» THE PROBLEM: Convert all of the material below into a CSV with two columns, instruction and answer. Put each instruction and its answer on one row, quote every field, and replace line breaks with spaces.

START MATERIAL FOR THE TASK

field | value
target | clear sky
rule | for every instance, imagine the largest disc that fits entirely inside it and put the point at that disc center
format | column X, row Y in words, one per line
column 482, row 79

END MATERIAL FOR THE TASK

» TASK SOLUTION:
instruction,answer
"field | value target | clear sky rule | for every instance, imagine the largest disc that fits entirely inside it and put the point at that disc center format | column X, row Y in words, one per line","column 482, row 79"